**** Provided material
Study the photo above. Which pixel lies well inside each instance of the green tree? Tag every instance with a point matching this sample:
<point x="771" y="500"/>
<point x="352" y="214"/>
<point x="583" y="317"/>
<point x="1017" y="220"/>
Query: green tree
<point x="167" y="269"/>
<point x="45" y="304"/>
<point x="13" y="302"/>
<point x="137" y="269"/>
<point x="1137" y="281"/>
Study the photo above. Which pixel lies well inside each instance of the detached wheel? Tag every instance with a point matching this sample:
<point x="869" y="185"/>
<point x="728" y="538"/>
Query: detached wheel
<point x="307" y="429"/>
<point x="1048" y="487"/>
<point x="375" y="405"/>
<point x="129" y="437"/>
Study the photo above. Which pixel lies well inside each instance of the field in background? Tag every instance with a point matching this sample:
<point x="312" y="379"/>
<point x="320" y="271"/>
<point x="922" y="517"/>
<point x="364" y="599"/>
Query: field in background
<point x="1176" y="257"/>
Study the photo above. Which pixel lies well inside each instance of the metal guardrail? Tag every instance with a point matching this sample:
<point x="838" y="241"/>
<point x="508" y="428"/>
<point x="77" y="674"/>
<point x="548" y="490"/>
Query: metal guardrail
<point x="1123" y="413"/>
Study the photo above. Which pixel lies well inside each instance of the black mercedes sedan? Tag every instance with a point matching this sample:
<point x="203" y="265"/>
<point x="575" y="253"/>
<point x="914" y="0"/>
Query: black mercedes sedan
********
__Task requirements__: Copy all of the entries above line for line, with no changes to any character.

__Task output__:
Study the photo above. Which pixel lies well inside each instance of the green tree? Tag every instance with a point matching this sample:
<point x="771" y="500"/>
<point x="352" y="214"/>
<point x="583" y="317"/>
<point x="1017" y="220"/>
Query: green tree
<point x="167" y="269"/>
<point x="45" y="304"/>
<point x="13" y="302"/>
<point x="137" y="269"/>
<point x="1137" y="281"/>
Study the photo above. Which pixel lies well inside each instance of the detached wheel? Tag every instance with a point matching this sample:
<point x="869" y="185"/>
<point x="728" y="538"/>
Query: detached wheel
<point x="307" y="429"/>
<point x="1048" y="487"/>
<point x="375" y="405"/>
<point x="129" y="437"/>
Study the photo above. Which pixel lies well inside each instance of the field in background? Tag every instance with a point matching this sample:
<point x="312" y="379"/>
<point x="320" y="271"/>
<point x="922" y="517"/>
<point x="364" y="599"/>
Query: field in background
<point x="1176" y="257"/>
Study the photo above. Which pixel lies well inside each instance of the metal guardrail? Tag every instance with a point matching this sample:
<point x="838" y="241"/>
<point x="508" y="428"/>
<point x="77" y="674"/>
<point x="548" y="490"/>
Query: metal guardrail
<point x="1123" y="413"/>
Study the photo above. Which pixel lies well inside each instance of the black mercedes sedan? Tag every instance with a point matching this sample:
<point x="203" y="265"/>
<point x="575" y="253"/>
<point x="914" y="0"/>
Query: black mercedes sedan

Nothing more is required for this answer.